* Start DOCUMENT EXCERPT *
The next question is in regard to the position of the four directors who granted the guarantee to the bank. The minute of meeting of 14th July 1890 bears that it was resolved to make a call of £1 per share, and ‘to apply to the said bank for an advance to the company of £9000 on the security of said call to that extent, and the personal obligation of Sir Thomas Clark, Baronet, Mr W. O. Morrison, Mr William Hunter, and Dr Pringle, which they agree to give under the express condition that the present and future calls on their own shares, when made in due course, shall be paid to the bank in repayment of all advances.’

The guarantee, which is dated 15th and 16th July 1890, bears that the said four directors ‘guarantee repayment to you, the National Bank of Scotland, Limited, when required, of the said sum of £9000.’

In respect of the call of £1 made in pursuance of the resolution of 14th July the four directors have paid sums amounting to £4584, 12s. 10d., which they maintain must be held to be a payment by them to the bank under the guarantee.

The claim of the directors must be maintained on one of two grounds. Either, first, that they are entitled to set off or compensate their liability for calls against their liability for the advances made by the bank, or secondly, that they gave their personal obligation to the bank under an agreement that all sums due by them for calls should be imputed in extinction of that liability.

I. It is settled that a contributory in a winding-up, who is also a creditor of the company, cannot set off calls due by him to the company against a debt due to him by the company, and that he cannot found upon the doctrine of balancing accounts in bankruptcy because he himself is a member of the bankrupt company. That was settled in the case of Cowan v. Gowans, 5 R. 581, following the rule laid down in the English cases of Cresshill's case, 1 Ch. 528, and Black & Company's case, 8 Ch. 254.
* End DOCUMENT EXCERPT *
* Start GIVEN MATERIAL *
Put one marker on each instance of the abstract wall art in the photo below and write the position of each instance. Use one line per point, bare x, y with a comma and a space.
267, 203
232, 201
* End GIVEN MATERIAL *
* **PROBLEMS TO SOLVE**
1. Answer the following from the opinion on the directors' guarantee, each on its own line:
(a) What sum was the company to request from the bank as an advance?
(b) On which dates was the guarantee signed?
(c) What total have the four directors paid toward the £1 call?
2. Name every director whose personal obligation to the bank is recorded in the opinion on the directors' guarantee.
3. Carry the opinion on the directors' guarantee forward, starting after its final sentence.

* **EXERCISE RESULTS**
1.
(a) £9000
(b) 15th and 16th July 1890
(c) £4584, 12s. 10d.

2. Sir Thomas Clark, Baronet; Mr W. O. Morrison; Mr William Hunter; Dr Pringle

3.
It has also been held that in certain circumstances a shareholder may plead compensation, if prior to the winding-up it has been agreed that a debt presently due by the company to him shall be retained as payment of calls upon his shares— Jones, Lloyd, & Company, 41 Ch. Div. 159.

I am of opinion that the present case falls under the first and not under the second category. The directors here did not become, by the guarantee which they gave, creditors of the company. They only became cautioners for the company, with a right of relief against the company in the event of the cautionary obligation being enforced. Of course it is now plain that they will incur liability under their obligation, but as yet that liability has not been enforced, and they are not even now directly creditors of the company. As regards the call, the directors are undoubtedly debtors of the company. The call, however, was not payable until the 15th August, and although a discount of 4 1 2 per cent. was allowed in the event of immediate payment being made, the company could not have enforced payment of the call prior to the winding-up. In these circumstances I am of opinion that compensation cannot be pleaded. To operate compensation the one debt or obligation must, prior to the winding-up, be set off against the other and both extinguished. That certainly did not occur in this case. The call debt still exists, and a winding-up, which is equivalent to an arrestment and decree of furthcoming, has commenced. I think that it would be contrary both to principle and authority to hold that in such circumstances the directors could refuse payment of this call debt in respect of their liability under the guarantee.

II. The question then arises, can the directors found upon the express condition under which they gave their personal obligation to the bank, viz., that the calls on their own shares should be paid into bank in repayment of all advances. I am of opinion that they cannot. In the case of Cowan v. Gowans, the condition upon which Gowans took shares in the Theatre Company was that the instalments due to him as contractor for erecting the theatre should be imputed in payment of calls. It was held that the agreement could not avail him after the commencement of the winding-up, (1) because to give effect to it would be subversive of the leading principle of the Companies Acts that the assets should be divided equally among the creditors, and (2) because to make the agreement available it was necessary that it should be filed with the Registrar of Joint-Stock Companies in terms of the25th section of the Companies Act of 1867. It seems to me that the same reasoning applies to the present case.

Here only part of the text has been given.